TEXTE FOURNI:
L’ex-bon
élève du Maghreb qui cumulait excédent commercial, croissance
soutenue et faible endettement voit sa situation se détériorer à
toute allure du fait de l’effondrement des cours du pétrole. Avec
un baril à 110 dollars, l’Algérie pouvait financer un
État-providence qui achetait la paix sociale dans ce pays où près
de 30% des jeunes sont au chômage. À 35 dollars, elle est
contrainte de tailler dans les subventions des produits de base, de
relever le prix de l’essence et de l’électricité, d’imposer
des quotas d’importations. Le gouvernement redoute une crise
sociale majeure.
96%
L’économie
de l’Algérie repose depuis des décennies sur le gaz et le pétrole
qui représentent 96% de ses exportations, près de la moitié de son
PIB et 60% des recettes budgétaires de l’État. Autant dire que
l’effondrement des prix est une catastrophe. Les revenus pétroliers
du pays ont chuté de 70% depuis l’été 2014 a rappelé dans un
communiqué le président Bouteflika la semaine dernière avant
d’avertir ses concitoyens qu’ils allaient devoir affonter des
temps difficiles. L’Algérie est un des pays les plus touchés par
cet effondrement avec le Venezuela et la Russie.
750
milliards de dollars
Ce
sont les rentrées colossales générées par les exportations de
pétrole et de gaz entre 1999 et 2014. L’Algérie est le cinquième
pays producteur de gaz et le 13ème producteur de pétrole. Problème,
cette manne a très peu été investie dans le développement de
l’économie nationale : elle a surtout servie à acheter la
paix sociale en finançant des produits de première nécessité
comme le lait, le sucre, la farine ou l’électricité et des
augmentations de salaires versés aux fonctionnaires et employés des
entreprises publiques.

DONNÉES FOURNIES:
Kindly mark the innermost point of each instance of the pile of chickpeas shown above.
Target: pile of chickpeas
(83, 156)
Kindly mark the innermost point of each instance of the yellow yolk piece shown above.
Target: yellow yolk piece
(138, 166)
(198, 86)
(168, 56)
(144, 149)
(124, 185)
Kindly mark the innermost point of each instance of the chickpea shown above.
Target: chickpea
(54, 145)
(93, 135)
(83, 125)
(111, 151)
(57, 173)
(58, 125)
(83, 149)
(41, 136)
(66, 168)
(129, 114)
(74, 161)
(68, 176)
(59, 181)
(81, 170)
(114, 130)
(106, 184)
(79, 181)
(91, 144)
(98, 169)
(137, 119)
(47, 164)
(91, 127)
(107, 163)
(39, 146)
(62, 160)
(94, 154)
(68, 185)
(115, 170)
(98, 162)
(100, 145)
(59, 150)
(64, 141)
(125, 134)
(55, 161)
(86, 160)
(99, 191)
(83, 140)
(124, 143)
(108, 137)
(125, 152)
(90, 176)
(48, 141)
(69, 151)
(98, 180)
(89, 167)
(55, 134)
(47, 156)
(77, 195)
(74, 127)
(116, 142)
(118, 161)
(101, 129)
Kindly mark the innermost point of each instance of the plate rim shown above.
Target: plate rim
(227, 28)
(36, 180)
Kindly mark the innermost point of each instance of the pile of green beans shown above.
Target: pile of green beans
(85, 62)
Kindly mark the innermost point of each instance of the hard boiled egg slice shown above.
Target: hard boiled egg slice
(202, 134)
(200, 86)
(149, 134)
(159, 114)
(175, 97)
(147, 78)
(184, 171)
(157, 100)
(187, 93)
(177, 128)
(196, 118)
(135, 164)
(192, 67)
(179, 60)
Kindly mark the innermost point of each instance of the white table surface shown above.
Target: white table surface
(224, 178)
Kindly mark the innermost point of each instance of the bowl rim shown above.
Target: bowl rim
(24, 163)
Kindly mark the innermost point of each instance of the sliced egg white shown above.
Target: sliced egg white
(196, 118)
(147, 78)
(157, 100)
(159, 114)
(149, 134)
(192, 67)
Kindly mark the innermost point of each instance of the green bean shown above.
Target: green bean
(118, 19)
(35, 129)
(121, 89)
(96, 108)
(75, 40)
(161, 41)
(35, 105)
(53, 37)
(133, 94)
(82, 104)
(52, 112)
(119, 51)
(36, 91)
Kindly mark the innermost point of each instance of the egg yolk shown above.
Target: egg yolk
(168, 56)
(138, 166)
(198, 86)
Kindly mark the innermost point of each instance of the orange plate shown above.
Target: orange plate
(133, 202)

...

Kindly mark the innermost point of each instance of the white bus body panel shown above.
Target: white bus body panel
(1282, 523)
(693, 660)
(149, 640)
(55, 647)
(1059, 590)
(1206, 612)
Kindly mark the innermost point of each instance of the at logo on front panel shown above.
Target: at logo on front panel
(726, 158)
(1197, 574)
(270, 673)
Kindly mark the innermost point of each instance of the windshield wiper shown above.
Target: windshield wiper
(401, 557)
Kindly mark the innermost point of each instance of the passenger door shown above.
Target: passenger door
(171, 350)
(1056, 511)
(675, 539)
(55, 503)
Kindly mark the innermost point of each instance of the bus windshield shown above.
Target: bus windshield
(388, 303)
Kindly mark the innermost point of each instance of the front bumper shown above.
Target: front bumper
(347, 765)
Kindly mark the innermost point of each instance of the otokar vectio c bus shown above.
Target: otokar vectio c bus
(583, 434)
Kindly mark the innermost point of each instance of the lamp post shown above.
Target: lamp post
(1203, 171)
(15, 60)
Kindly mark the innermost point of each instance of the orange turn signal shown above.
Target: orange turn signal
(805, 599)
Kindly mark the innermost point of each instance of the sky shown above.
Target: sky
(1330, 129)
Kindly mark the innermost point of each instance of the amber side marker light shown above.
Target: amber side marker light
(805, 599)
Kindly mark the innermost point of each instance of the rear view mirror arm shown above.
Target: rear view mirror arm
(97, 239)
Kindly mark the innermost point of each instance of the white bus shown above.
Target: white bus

TÂCHES À FAIRE:
a. Selon le texte sur l'économie algérienne, de combien les revenus pétroliers de l'Algérie ont-ils chuté depuis l'été 2014 ?
b. Rédigez la suite du texte sur l'économie algérienne après sa dernière phrase.

RÉPONSES AUX TÂCHES:
a. Ils ont chuté de 70 %.

b.
+40%
L’augmentation
du prix de l’essence depuis le 1er janvier est liée à la réaction
du gouvernement qui n’a plus les moyens de subventionner des
dizaines de produits, ce qui était pour lui le moyen de soutenir le
pouvoir d’achat des Algériens. Un pouvoir d’achat déjà amputé
par l’affaiblissement de la monnaie, le dinar qui a baissé de 15%
en un an par rapport à l’euro. Le gouvernement a aussi décidé de
tailler dans les grands projets d’infrastructures, en reportant des
chantiers de nouvelles autoroutes et des créations de lignes de
tramway dans plusieurs villes. Tant pis pour le chômage qui grimpe.
12,7%
Le
taux de chômage qui frappe 1,33 million de personnes, monte depuis
deux ans. Il touche massivement les jeunes (moins de 25 ans) et le
ralentissement de l’économie n’améliore pas leurs perspectives
bien au contraire : en un an seulement, leur taux de chômage
est passé de 25,2% à près de 30%, selon l’Office National de la
Statistique.
-13,7
milliards de dollars
La
balance commerciale du pays est déficitaire pour la première fois
depuis un quart de siècle, plombée par l’effondrement des
recettes liées aux hydrocarbures. Or les Algériens importent tout
ce qui entre dans leurs magasins, même les dattes, les oranges ou la
semoule. En janvier, le gouvernement a donné un coup de frein en
mettant en place des licences d’importations sur les véhicules et
le ciment notamment. Objectif ? Réduire la facture des
importations bien sûr : le quota d’importation de véhicules
a ainsi réduit de moitié (à 152 000 unités) par rapport au nombre
importé l’an dernier. Malgré cela le ministère des Finances
prévoit un nouveau déficit de la balance commerciale à hauteur de
26 milliards en 2016.
2
381 741 km2 : l’Algérie est par sa taille le plus grand
pays du continent africain et le plus grand pays arabe. Sa superficie
est quatre fois plus importante que la France, mais sa population qui
atteindra 40 millions d’habitants en 2016 est inférieure d’un
tiers. Au sein de celle-ci les jeunes sont toujours plus nombreux :
46% des algériens ont moins de 25 ans.
1
million: c’est le nombre de postes de fonctionnaires que le
gouvernement envisage de supprimer afin de mieux encaisser le choc de
la chute du pétrole. Un dégraissage colossal puisqu’il
concernerait 40% de l’ensemble des 2,5 millions de fonctionnaires
et qui du coup, pourrait déclencher un conflit social de grande
ampleur dans un pays où la tension monte depuis des mois du fait des
mesures d’austérité annoncées jour après jour.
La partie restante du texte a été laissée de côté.